BEGIN
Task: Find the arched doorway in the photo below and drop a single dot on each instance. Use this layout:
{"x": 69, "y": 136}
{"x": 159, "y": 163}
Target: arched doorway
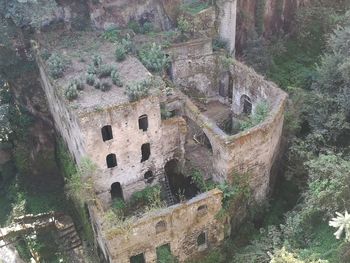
{"x": 116, "y": 191}
{"x": 180, "y": 185}
{"x": 246, "y": 105}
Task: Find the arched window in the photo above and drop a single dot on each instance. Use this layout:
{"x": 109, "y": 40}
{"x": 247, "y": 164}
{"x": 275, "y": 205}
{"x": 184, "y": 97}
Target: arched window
{"x": 111, "y": 160}
{"x": 145, "y": 151}
{"x": 116, "y": 191}
{"x": 246, "y": 104}
{"x": 160, "y": 227}
{"x": 149, "y": 177}
{"x": 143, "y": 122}
{"x": 202, "y": 210}
{"x": 201, "y": 239}
{"x": 107, "y": 133}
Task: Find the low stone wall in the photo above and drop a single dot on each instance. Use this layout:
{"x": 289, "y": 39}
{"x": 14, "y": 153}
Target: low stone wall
{"x": 178, "y": 226}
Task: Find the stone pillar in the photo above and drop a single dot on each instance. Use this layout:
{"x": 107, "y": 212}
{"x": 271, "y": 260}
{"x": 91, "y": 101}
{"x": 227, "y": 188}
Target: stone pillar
{"x": 227, "y": 22}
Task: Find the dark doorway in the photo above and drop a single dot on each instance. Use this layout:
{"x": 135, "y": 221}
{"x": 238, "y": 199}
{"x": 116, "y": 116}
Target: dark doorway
{"x": 140, "y": 258}
{"x": 107, "y": 133}
{"x": 149, "y": 177}
{"x": 145, "y": 151}
{"x": 180, "y": 185}
{"x": 117, "y": 191}
{"x": 201, "y": 239}
{"x": 230, "y": 87}
{"x": 246, "y": 105}
{"x": 169, "y": 69}
{"x": 111, "y": 160}
{"x": 143, "y": 122}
END
» Exercise directions
Rewrite the entries from the line containing "Task: Find the stone" through the end of the entries, keeping the requests, and shift every x and y coordinate in the answers by -136. Leave the coordinates in the requests and their layout samples unchanged.

» Full output
Task: Find the stone pillar in the photo above and drop a single dot on each instance. Use this layout:
{"x": 107, "y": 212}
{"x": 271, "y": 260}
{"x": 91, "y": 101}
{"x": 227, "y": 188}
Target: stone pillar
{"x": 91, "y": -114}
Task: Find the dark doorway in the photo above and drop a single dot on each instance. Use this layout:
{"x": 135, "y": 221}
{"x": 238, "y": 199}
{"x": 116, "y": 116}
Target: dark doorway
{"x": 4, "y": 122}
{"x": -29, "y": -3}
{"x": 13, "y": 41}
{"x": 9, "y": 15}
{"x": 44, "y": 49}
{"x": -19, "y": 55}
{"x": 65, "y": 103}
{"x": 94, "y": -49}
{"x": 110, "y": -31}
{"x": 33, "y": -67}
{"x": -25, "y": 24}
{"x": 7, "y": -14}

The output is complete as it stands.